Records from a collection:

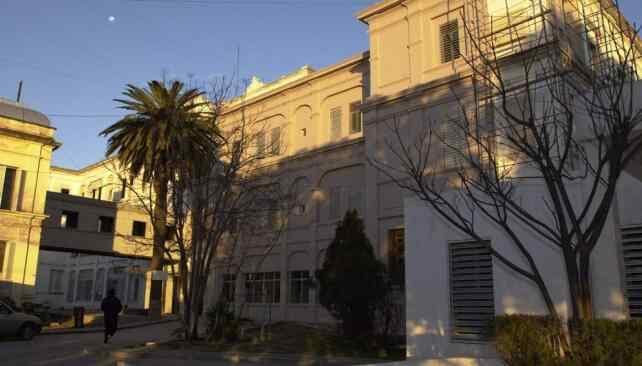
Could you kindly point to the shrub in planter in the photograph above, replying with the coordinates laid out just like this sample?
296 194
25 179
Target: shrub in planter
525 340
535 340
603 342
221 323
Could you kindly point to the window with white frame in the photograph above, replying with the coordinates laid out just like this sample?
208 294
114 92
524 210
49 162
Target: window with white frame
7 187
69 219
3 249
85 284
275 141
263 287
71 286
260 144
449 41
135 279
55 281
335 123
471 290
355 117
299 290
99 289
355 201
228 288
335 203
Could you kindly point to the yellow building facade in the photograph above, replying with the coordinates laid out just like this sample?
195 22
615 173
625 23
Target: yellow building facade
26 144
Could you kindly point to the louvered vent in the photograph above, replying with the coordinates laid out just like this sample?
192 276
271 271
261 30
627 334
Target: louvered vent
632 253
449 39
471 290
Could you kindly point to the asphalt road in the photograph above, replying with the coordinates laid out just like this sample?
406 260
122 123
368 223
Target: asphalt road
78 349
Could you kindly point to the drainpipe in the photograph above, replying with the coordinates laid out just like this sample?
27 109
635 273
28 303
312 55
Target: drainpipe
408 43
33 217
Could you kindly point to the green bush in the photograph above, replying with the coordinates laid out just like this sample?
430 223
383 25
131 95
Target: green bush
352 280
524 340
535 340
221 323
604 342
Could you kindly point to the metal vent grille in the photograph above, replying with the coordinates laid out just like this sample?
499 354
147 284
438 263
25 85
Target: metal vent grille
632 254
449 41
471 290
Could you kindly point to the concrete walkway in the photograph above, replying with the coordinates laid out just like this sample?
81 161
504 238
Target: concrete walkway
80 349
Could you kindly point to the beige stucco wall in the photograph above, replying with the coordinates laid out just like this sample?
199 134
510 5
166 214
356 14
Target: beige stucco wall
26 147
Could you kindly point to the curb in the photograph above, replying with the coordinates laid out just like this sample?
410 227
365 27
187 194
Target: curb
102 329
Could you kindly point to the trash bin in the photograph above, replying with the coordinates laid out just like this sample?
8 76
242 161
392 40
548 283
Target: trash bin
79 317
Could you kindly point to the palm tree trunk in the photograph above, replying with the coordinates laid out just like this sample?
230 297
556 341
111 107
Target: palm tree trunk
158 252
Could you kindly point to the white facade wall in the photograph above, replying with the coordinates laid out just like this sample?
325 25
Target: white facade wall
125 275
427 273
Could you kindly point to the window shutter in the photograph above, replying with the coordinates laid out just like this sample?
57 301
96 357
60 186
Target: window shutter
632 254
260 144
454 144
471 290
449 41
335 203
335 121
276 141
355 117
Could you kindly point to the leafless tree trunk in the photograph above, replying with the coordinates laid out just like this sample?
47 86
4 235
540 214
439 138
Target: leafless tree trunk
531 113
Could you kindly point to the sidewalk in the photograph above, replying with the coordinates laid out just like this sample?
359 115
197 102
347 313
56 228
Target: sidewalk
157 355
102 329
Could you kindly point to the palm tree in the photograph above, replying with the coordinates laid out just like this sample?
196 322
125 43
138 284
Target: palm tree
166 129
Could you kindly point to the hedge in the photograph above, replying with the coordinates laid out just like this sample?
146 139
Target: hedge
525 340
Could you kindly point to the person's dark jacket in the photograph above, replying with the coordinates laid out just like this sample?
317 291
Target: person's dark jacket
111 306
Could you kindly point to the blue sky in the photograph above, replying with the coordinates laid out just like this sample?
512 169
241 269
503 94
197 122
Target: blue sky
74 61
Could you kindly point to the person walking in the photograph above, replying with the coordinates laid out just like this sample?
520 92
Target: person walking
111 306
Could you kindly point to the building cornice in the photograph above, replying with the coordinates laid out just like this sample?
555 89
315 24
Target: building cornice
350 61
376 8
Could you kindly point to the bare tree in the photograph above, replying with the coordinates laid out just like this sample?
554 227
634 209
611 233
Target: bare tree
538 108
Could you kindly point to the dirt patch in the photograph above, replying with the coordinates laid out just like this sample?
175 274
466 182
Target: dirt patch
295 338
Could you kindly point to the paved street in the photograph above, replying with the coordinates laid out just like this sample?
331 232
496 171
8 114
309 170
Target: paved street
88 349
78 349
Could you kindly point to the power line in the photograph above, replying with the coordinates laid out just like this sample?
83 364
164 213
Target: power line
84 115
206 3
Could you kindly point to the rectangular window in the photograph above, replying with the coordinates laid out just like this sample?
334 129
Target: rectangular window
55 281
632 255
260 144
85 284
3 249
355 201
299 287
449 41
276 141
454 143
8 188
100 285
335 203
139 228
105 224
335 124
263 287
69 219
71 286
355 117
397 257
471 290
229 288
134 286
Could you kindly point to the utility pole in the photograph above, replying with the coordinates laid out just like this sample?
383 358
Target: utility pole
19 91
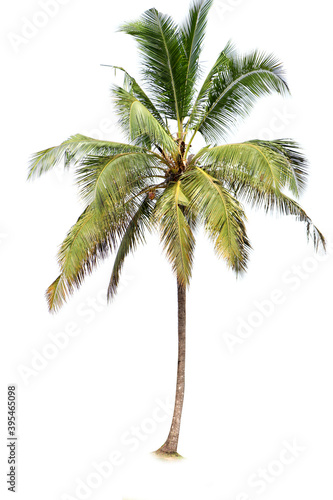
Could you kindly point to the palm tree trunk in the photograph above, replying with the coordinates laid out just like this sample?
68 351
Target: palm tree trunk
171 444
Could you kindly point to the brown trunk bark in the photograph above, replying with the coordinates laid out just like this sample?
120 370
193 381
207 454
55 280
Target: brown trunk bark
171 444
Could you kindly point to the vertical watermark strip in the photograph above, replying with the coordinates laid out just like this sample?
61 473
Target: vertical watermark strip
12 438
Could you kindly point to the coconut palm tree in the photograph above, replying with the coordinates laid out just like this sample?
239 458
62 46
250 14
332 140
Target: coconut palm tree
155 180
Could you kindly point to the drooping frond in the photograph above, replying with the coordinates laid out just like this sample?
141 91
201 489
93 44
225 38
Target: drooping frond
222 216
234 90
110 180
90 239
270 164
133 235
192 35
200 102
73 150
164 61
176 233
253 193
132 86
137 121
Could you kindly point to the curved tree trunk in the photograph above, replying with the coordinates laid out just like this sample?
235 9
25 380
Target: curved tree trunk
171 444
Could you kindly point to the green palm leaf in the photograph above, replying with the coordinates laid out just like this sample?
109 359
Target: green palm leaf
138 122
222 216
164 60
133 235
192 35
270 164
73 150
176 233
112 180
90 239
234 91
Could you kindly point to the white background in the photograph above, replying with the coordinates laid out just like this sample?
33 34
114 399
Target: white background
241 404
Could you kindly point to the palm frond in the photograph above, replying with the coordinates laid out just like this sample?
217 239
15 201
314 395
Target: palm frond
89 240
133 235
256 196
270 164
164 60
234 91
220 64
222 216
110 180
176 233
72 151
192 35
131 85
138 122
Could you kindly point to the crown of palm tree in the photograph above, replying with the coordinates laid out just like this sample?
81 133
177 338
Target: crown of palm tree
153 181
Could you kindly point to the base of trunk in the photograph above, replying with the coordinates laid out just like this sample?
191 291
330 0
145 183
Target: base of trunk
167 455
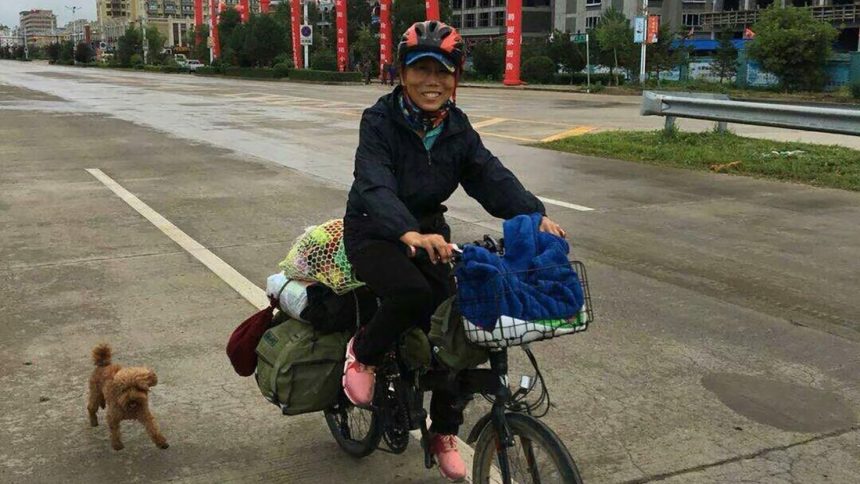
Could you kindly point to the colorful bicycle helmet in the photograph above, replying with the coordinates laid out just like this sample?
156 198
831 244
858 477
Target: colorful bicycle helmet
434 39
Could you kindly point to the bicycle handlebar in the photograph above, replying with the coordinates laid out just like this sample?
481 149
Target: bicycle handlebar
488 242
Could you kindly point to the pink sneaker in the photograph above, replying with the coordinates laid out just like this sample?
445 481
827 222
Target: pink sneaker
451 465
358 378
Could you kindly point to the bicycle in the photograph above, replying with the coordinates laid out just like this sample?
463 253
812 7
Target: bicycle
397 409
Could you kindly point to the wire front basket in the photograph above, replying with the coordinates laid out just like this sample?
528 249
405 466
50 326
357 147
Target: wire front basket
511 331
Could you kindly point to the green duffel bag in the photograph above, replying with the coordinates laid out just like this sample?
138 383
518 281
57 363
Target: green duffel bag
448 339
300 369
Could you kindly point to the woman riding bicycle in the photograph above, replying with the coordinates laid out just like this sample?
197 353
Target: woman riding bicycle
415 147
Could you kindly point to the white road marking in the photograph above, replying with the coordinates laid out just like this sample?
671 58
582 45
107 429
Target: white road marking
573 206
232 277
488 122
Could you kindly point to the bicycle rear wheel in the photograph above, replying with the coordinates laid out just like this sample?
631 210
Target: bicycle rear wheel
356 430
538 455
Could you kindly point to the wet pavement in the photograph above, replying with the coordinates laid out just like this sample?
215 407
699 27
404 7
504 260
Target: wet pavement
727 334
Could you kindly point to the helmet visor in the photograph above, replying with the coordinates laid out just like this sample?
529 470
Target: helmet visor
413 57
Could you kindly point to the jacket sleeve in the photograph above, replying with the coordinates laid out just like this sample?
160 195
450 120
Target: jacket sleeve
497 189
376 184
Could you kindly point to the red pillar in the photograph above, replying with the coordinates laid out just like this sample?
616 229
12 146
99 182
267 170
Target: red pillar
213 27
198 21
432 7
513 41
295 13
384 33
342 41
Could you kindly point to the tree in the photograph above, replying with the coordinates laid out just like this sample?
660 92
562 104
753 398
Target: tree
615 40
488 58
725 63
661 56
128 45
200 50
365 47
54 51
84 53
67 52
567 55
269 39
282 16
790 43
228 21
155 45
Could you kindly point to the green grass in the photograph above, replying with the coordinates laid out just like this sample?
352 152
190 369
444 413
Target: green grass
820 165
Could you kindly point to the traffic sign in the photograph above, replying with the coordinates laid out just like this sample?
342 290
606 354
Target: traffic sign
307 34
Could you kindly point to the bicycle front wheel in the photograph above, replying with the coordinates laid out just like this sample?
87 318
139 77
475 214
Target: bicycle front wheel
538 455
355 429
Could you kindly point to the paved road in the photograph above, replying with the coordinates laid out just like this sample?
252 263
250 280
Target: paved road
728 335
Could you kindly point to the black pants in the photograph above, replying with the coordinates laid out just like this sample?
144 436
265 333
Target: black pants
409 292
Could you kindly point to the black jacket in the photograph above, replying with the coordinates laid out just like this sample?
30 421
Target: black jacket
399 184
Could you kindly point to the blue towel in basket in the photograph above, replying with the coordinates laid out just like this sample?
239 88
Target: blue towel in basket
532 281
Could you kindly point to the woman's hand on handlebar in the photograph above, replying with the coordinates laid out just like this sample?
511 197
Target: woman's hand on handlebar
548 226
437 248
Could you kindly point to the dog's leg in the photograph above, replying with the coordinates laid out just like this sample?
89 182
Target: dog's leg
148 421
114 418
93 405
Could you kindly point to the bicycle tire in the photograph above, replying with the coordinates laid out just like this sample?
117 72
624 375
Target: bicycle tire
524 429
341 423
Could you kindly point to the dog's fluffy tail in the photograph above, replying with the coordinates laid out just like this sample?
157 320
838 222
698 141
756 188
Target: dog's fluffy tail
102 354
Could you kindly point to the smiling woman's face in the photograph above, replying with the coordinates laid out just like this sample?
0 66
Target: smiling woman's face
428 83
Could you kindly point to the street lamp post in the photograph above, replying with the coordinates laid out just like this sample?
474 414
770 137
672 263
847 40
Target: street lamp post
644 44
73 8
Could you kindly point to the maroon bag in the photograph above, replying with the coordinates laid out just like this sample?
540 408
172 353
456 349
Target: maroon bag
242 347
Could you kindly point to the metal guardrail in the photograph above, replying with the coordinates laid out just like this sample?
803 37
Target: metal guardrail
824 13
719 108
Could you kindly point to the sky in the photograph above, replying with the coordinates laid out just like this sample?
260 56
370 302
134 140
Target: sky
9 10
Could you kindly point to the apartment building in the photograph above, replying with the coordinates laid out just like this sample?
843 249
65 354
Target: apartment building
702 19
38 23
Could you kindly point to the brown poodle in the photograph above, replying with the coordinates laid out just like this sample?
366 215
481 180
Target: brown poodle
125 391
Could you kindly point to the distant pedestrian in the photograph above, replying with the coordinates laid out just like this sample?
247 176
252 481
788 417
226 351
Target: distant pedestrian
392 72
366 69
386 68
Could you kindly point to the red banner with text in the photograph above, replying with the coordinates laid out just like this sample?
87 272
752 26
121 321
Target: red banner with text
295 13
213 28
244 9
432 7
513 40
653 29
384 33
342 42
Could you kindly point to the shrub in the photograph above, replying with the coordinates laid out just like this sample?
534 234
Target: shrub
538 69
284 59
582 78
208 71
324 60
855 90
282 69
324 76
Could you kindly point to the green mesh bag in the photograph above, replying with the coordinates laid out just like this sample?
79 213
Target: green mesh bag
318 255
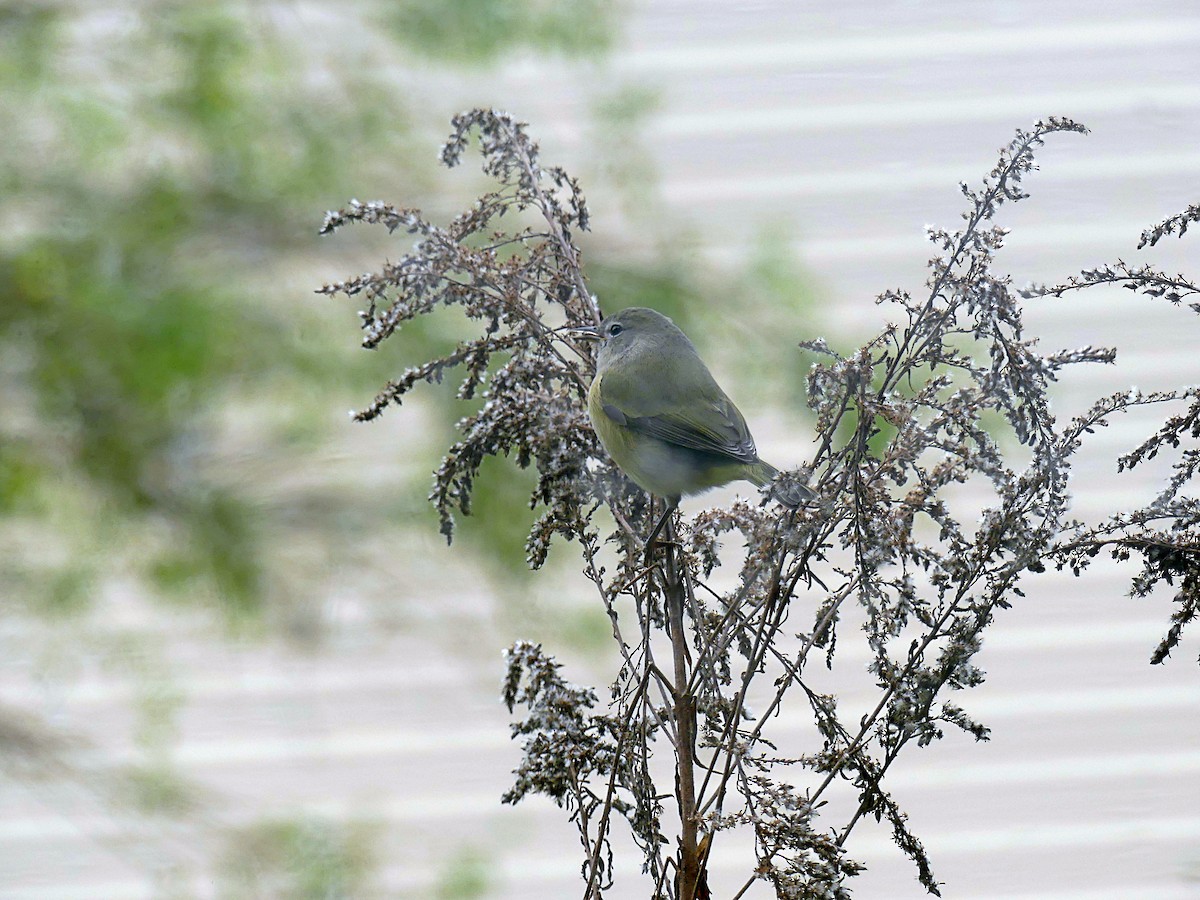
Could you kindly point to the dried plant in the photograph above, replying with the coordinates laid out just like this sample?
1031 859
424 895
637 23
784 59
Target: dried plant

== EXERCISE DIRECTIONS ==
Repeat only the lines from the line with "Could you kindly point to the sky" to the end of the entries, including both the first and the last line, and drop every picture.

== EXERCISE OUTPUT ==
Could you kindly point to the sky in the photograph above, replying with the coordinates laid out just like this sample?
260 56
370 302
134 140
Target: sky
9 10
Could you kindly point to the apartment building in the photograph above, replying with the coordinates laid out just like this sample?
843 249
65 354
Target: apartment building
702 19
38 23
Could you kindly point to the brown poodle in the photograph above, replying with the coordinates laid out just like this sample?
366 215
481 180
Target: brown poodle
125 391
Could you kindly point to the distant pedestrian in the photograph above, replying with the coordinates laid out just like this sample?
247 176
252 481
788 417
226 351
Target: distant pedestrian
392 72
366 69
386 68
Could you kindly point to the red banner with text in the photograph above, replying with the coordinates laid out just like this sample?
87 272
752 26
121 321
Target: red banner with text
295 13
213 28
244 9
432 7
513 40
653 29
384 33
342 42
Could you kindly point to the shrub in the photograph above, replying with the coordinates laid out just like this sample?
534 234
Target: shrub
538 69
284 59
582 78
208 71
324 60
855 90
282 69
324 76
Could you kindly point to the green mesh bag in the photograph above, replying with the coordinates laid out just like this sample?
79 213
Target: green mesh bag
318 255
Could you kindly point to the dried plant in the photograph above, replying with the coordinates laid out just like this sample?
1031 859
424 895
637 23
784 59
Target: dried plant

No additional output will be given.